**Soal A**
Menurut teks tentang sistem pemasyarakatan, apa yang tidak diperbolehkan digunakan petugas dalam menjalankan perannya?
**Soal B**
Ubah baris-baris dalam daftar di bawah, mulai dari baris yang memuat "In the image provided above, does any broad" sampai akhir daftar (keduanya termasuk), menjadi daftar JSON berisi string. Buat satu string untuk setiap baris dan lewati baris kosong.

**Teks**
Page 251 - WYJH V3 N2 DES 2020
P. 251
Widya Yuridika: Jurnal Hukum, Volume 3 / Nomor 2 / Desember 2020
Selain itu disebutkan dalam Pasal 54 ayat (2) bahwa pemdidanaan tidak
dilaksudkan untuk menderitakan dan merendahkan martabat manusia. Dan ditengah
proses peradilan pidana. Pada aspek filosofis, RKUHP justru menjelaskan
pemasyarakatan adalah tujuan penghukuman yang harus diinternalisasikan oleh
Kepolisian, Kejaksaan, dan Lembaga Pengadilan.
Sejumlah masalah yang muncul dalam sistem pemasyarakatan dewasa ini,
khususnya masalah overcrowded sangat terkait dengan peran yang seharusnya dapat
dimainkan oleh sub sistem peradilan pidana lainnya. Pada kenyataan sekarang ini
memperlihatkan adanya kecenderungan sub sistem peradilan pidana lainnya untuk
menahan dan memenjarakan sebanyak mungkin orang. Hal ini dibuktikan dengan masih
minimnya keinginan polisi, jaksa, dan hakim menggunakan kewenangan yang mereka
miliki secara informal untuk mengalihkan seseorang dari penahanan atau pemenjaraan.
Seperti yang telah diungkapkan sebelumnya bahwa perkembangan filosofi
pemasyarakatan saat ini lebih mengarah pada deinstitusionalisasi penghukuman.
Rencana pembangunan hukum di Indonesia pun mempertegas hal tersebut di dalam
Rancangan Kitab Undang-Undang Hukum Pidana. Dalam implemntasinya tentu harus
mendapatkan dukungan dari sub sisem peradilan pdana lainnya.
Pada prinsipnya perlakuan yang diperoleh tersebut tidak boleh mempengaruhi
mental seperti menakut-nakuti, mengancam apalgi melakukan tindakan kekerasan.
Petugas dalam menjalankan perannya tidak diperbolehkan menggunakan seragam.
Petugas juga dilarang keras melakukan tindakan- tindakan yang dapat menimbulkan
kebencian atau menimbulkan keinginan untuk balas dendam bagi anak-anak terhadap
petugas. Selain itu, kesempatan untuk selalu bermain dan belajar harus dikedepankan
serta tingkat interaksi dengan lingkungan dan keluarga harus lebih sering direncanakan.

**Bahan Latihan**
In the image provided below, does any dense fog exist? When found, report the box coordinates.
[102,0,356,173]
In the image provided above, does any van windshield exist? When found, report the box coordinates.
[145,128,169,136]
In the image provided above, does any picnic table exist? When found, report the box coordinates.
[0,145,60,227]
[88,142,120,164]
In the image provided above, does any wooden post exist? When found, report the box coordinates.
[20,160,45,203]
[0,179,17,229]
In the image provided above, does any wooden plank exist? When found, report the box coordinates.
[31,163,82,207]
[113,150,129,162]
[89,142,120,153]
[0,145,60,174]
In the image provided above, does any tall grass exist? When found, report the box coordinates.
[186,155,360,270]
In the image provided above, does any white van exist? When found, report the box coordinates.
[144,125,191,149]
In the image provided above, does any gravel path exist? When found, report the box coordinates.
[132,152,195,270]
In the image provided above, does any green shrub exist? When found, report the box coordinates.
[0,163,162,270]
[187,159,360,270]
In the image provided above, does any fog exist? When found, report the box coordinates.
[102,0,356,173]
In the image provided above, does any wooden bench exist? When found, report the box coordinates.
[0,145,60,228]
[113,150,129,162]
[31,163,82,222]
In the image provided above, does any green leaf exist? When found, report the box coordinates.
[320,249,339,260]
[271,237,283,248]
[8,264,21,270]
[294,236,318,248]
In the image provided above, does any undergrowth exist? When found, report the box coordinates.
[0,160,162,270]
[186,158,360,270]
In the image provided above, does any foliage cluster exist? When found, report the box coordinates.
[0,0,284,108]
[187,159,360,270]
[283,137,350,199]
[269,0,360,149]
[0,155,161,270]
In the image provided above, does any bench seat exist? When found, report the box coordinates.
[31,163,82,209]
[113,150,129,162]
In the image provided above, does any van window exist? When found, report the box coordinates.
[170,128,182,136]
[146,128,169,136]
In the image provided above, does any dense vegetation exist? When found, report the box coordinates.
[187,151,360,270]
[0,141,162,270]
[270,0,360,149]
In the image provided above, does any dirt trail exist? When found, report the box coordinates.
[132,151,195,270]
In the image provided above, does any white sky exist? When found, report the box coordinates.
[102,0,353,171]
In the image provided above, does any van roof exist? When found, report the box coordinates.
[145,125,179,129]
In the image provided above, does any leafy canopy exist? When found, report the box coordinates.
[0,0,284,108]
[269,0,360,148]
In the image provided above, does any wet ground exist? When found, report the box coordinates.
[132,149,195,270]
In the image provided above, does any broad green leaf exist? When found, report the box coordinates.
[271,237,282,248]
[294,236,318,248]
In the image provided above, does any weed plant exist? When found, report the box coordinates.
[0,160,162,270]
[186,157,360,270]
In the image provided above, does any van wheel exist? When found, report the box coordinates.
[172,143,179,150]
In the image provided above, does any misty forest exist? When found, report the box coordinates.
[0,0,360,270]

**Jawaban Lengkap A**
Petugas tidak diperbolehkan menggunakan seragam.

**Jawaban Lengkap B**
[
  "In the image provided above, does any broad green leaf exist? When found, report the box coordinates.",
  "[271,237,282,248]",
  "[294,236,318,248]",
  "In the image provided above, does any weed plant exist? When found, report the box coordinates.",
  "[0,160,162,270]",
  "[186,157,360,270]",
  "In the image provided above, does any van wheel exist? When found, report the box coordinates.",
  "[172,143,179,150]",
  "In the image provided above, does any misty forest exist? When found, report the box coordinates.",
  "[0,0,360,270]"
]